[Data for the task Boundary: Start]
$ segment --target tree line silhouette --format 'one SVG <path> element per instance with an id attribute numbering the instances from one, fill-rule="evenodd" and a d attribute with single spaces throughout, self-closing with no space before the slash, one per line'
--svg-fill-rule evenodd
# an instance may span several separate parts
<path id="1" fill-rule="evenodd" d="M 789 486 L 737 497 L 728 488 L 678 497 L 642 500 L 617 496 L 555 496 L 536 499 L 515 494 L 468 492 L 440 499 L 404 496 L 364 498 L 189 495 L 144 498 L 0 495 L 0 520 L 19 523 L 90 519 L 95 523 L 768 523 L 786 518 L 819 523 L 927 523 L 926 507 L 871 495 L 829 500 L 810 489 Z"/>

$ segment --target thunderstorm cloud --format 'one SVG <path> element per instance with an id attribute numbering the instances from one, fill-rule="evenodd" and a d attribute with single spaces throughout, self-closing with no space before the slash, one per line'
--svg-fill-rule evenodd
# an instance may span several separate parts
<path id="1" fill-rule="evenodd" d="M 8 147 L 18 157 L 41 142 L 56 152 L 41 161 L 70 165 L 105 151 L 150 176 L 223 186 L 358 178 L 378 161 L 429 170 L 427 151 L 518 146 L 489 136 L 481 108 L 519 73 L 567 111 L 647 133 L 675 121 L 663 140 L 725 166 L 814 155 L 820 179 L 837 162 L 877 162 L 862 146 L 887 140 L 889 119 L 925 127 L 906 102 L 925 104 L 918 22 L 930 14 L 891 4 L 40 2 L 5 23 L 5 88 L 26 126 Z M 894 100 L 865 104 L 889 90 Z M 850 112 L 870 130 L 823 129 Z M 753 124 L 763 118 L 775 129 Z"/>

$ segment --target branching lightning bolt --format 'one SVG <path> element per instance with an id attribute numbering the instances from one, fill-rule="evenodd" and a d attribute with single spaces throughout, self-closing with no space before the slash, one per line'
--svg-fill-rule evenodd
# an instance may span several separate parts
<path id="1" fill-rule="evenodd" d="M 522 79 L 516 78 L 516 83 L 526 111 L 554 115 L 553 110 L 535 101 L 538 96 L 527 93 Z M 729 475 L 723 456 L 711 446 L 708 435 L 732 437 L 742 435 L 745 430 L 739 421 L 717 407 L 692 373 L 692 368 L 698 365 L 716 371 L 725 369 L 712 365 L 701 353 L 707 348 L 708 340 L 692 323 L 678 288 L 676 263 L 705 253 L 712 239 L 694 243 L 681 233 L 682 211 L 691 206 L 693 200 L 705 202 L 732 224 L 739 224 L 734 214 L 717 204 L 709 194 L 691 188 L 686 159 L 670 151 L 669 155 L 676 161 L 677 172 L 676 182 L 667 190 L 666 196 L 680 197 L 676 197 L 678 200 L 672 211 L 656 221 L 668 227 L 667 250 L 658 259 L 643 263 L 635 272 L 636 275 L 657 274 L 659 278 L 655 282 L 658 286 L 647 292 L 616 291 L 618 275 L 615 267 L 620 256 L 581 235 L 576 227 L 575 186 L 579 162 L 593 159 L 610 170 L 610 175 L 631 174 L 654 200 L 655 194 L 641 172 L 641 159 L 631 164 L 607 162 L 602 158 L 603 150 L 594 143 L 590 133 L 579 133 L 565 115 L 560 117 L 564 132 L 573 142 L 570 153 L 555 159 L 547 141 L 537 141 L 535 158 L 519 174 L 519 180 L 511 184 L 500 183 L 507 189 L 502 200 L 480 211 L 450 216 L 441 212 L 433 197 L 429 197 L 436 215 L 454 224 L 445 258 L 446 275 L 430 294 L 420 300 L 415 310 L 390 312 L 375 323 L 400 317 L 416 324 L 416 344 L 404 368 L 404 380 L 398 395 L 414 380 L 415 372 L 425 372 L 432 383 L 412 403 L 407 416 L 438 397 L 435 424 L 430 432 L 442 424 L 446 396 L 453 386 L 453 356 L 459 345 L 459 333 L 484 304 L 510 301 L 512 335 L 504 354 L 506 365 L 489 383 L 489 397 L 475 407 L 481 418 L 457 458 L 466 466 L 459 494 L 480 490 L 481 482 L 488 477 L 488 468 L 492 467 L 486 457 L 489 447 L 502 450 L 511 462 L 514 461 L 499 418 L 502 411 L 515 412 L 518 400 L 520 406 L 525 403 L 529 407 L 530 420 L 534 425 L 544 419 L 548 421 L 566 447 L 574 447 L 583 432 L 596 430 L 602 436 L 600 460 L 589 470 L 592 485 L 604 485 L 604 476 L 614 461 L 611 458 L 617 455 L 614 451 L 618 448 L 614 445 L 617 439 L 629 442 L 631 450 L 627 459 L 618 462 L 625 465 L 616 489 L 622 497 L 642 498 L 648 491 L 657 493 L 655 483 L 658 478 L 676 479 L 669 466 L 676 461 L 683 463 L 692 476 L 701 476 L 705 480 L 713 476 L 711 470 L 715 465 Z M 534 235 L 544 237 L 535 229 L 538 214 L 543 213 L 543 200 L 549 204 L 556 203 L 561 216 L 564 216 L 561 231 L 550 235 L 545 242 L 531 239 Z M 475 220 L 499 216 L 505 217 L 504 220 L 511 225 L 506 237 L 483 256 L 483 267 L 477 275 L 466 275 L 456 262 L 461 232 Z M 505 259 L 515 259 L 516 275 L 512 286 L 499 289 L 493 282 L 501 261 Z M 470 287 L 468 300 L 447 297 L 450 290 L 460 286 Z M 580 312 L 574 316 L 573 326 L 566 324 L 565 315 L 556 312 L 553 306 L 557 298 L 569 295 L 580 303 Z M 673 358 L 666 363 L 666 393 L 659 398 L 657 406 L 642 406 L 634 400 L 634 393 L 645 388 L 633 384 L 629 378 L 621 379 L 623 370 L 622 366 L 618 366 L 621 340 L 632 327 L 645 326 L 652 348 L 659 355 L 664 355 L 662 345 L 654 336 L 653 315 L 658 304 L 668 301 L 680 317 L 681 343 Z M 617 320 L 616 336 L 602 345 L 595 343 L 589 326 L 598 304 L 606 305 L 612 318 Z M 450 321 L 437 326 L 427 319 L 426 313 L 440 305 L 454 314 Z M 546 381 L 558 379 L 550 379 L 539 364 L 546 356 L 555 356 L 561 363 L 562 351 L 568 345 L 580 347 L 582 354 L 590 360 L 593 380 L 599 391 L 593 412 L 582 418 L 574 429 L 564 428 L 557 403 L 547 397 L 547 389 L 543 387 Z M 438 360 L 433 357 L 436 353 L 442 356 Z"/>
[Data for the task Boundary: End]
Could you give the records above again, exactly and in full?

# Your response:
$ segment --target tree line silhouette --format 'one SVG <path> element per instance with an id attribute numbering the instances from one, fill-rule="evenodd" and a d attribute with single spaces throughout, self-closing with no space before the slash, one per line'
--svg-fill-rule evenodd
# an instance may span several separate parts
<path id="1" fill-rule="evenodd" d="M 789 486 L 737 497 L 728 488 L 678 497 L 642 500 L 617 496 L 555 496 L 536 499 L 515 494 L 468 492 L 440 499 L 404 496 L 364 498 L 189 495 L 144 498 L 0 495 L 0 520 L 19 523 L 90 519 L 95 523 L 768 523 L 786 518 L 819 523 L 927 523 L 926 507 L 871 495 L 829 500 L 810 489 Z"/>

$ segment --target thunderstorm cloud --format 'one SVG <path> element per instance with an id attribute numbering the instances from one, fill-rule="evenodd" and a d attribute with single spaces throughout, self-closing with no space before the slash, one per line'
--svg-fill-rule evenodd
# an instance may span several separate parts
<path id="1" fill-rule="evenodd" d="M 8 147 L 18 157 L 41 142 L 56 152 L 41 161 L 70 165 L 105 151 L 150 176 L 223 186 L 358 178 L 378 161 L 429 170 L 427 151 L 518 146 L 489 136 L 481 108 L 519 73 L 567 111 L 647 133 L 675 121 L 663 140 L 725 166 L 814 155 L 820 179 L 837 162 L 877 162 L 862 146 L 887 140 L 889 119 L 925 127 L 906 102 L 925 104 L 918 22 L 930 14 L 891 4 L 40 2 L 5 23 L 5 88 L 26 126 Z M 894 100 L 865 104 L 889 90 Z M 850 112 L 870 130 L 823 129 Z M 753 124 L 763 118 L 775 129 Z"/>

$ segment --target branching lightning bolt --format 'one SVG <path> element per instance with an id attribute numbering the instances from one, fill-rule="evenodd" and a d attribute with single spaces throughout, self-closing with no space before the slash, one per line'
--svg-fill-rule evenodd
# an instance may span several separate parts
<path id="1" fill-rule="evenodd" d="M 522 79 L 516 78 L 516 83 L 526 111 L 554 115 L 553 110 L 535 101 L 538 96 L 527 93 Z M 729 475 L 723 456 L 711 446 L 708 435 L 732 437 L 742 435 L 745 430 L 739 421 L 717 407 L 692 373 L 692 368 L 698 365 L 716 371 L 725 369 L 712 365 L 701 353 L 707 348 L 708 340 L 692 323 L 678 288 L 676 263 L 705 253 L 712 239 L 694 243 L 681 233 L 682 211 L 691 206 L 693 200 L 705 202 L 732 224 L 739 224 L 734 214 L 717 204 L 709 194 L 691 188 L 686 159 L 670 151 L 669 155 L 676 161 L 677 172 L 676 182 L 667 190 L 666 196 L 680 197 L 676 197 L 678 200 L 672 211 L 656 221 L 668 227 L 667 250 L 658 259 L 643 263 L 635 272 L 636 275 L 657 274 L 659 278 L 655 282 L 658 286 L 647 292 L 616 291 L 618 275 L 615 267 L 620 256 L 581 235 L 576 227 L 575 186 L 579 162 L 593 159 L 610 170 L 610 175 L 631 174 L 654 200 L 655 194 L 641 172 L 641 159 L 631 164 L 607 162 L 602 158 L 603 150 L 594 143 L 590 133 L 579 133 L 565 115 L 560 117 L 564 132 L 573 142 L 570 153 L 555 159 L 547 141 L 537 141 L 535 158 L 519 174 L 519 180 L 511 184 L 500 183 L 507 189 L 502 200 L 480 211 L 450 216 L 441 212 L 433 197 L 429 197 L 436 215 L 454 224 L 445 258 L 446 275 L 430 294 L 420 300 L 415 310 L 390 312 L 375 323 L 400 317 L 416 324 L 416 344 L 404 368 L 404 380 L 398 395 L 414 380 L 415 372 L 425 372 L 432 383 L 412 403 L 407 416 L 438 397 L 435 424 L 430 432 L 442 424 L 446 396 L 453 386 L 453 356 L 459 345 L 459 333 L 484 304 L 510 301 L 512 335 L 504 354 L 506 365 L 489 383 L 489 397 L 475 407 L 481 418 L 457 458 L 466 466 L 459 494 L 480 490 L 481 482 L 488 477 L 488 468 L 492 467 L 486 457 L 489 447 L 502 450 L 511 462 L 514 461 L 499 418 L 502 411 L 515 412 L 518 400 L 520 406 L 525 403 L 529 407 L 530 420 L 534 425 L 544 419 L 548 421 L 566 447 L 574 447 L 583 432 L 596 430 L 602 436 L 600 460 L 589 470 L 592 485 L 604 485 L 604 476 L 614 461 L 611 458 L 617 455 L 614 451 L 618 448 L 614 445 L 617 439 L 629 442 L 631 450 L 627 459 L 618 462 L 625 465 L 616 489 L 622 497 L 642 498 L 648 491 L 657 493 L 655 483 L 658 478 L 676 479 L 669 466 L 676 461 L 683 463 L 692 476 L 701 476 L 705 480 L 713 476 L 711 470 L 715 465 Z M 534 235 L 544 237 L 535 229 L 538 214 L 543 213 L 543 200 L 549 204 L 556 203 L 561 216 L 564 216 L 561 231 L 550 235 L 545 242 L 531 239 Z M 475 220 L 499 216 L 505 217 L 504 220 L 511 225 L 506 237 L 483 256 L 483 267 L 477 275 L 466 275 L 456 262 L 461 232 Z M 505 259 L 515 259 L 516 275 L 512 286 L 499 289 L 493 282 L 501 261 Z M 470 287 L 468 300 L 447 297 L 450 290 L 460 286 Z M 580 312 L 574 316 L 573 326 L 566 324 L 565 315 L 556 312 L 553 306 L 557 298 L 569 295 L 580 303 Z M 673 358 L 666 363 L 666 393 L 659 398 L 657 406 L 642 406 L 634 400 L 634 393 L 645 388 L 633 384 L 629 378 L 621 379 L 623 370 L 622 366 L 618 366 L 621 340 L 632 327 L 645 326 L 652 348 L 659 355 L 664 355 L 662 345 L 654 336 L 653 315 L 658 304 L 668 301 L 680 317 L 681 343 Z M 617 320 L 616 336 L 602 345 L 595 343 L 589 326 L 598 304 L 606 305 L 612 318 Z M 450 321 L 437 326 L 427 319 L 426 313 L 440 305 L 454 314 Z M 546 381 L 558 379 L 550 379 L 539 364 L 546 356 L 555 356 L 561 363 L 562 351 L 568 345 L 580 347 L 582 354 L 590 360 L 593 380 L 599 391 L 593 412 L 582 418 L 574 429 L 564 428 L 557 403 L 547 397 L 547 389 L 543 387 Z M 438 360 L 433 357 L 436 353 L 442 356 Z"/>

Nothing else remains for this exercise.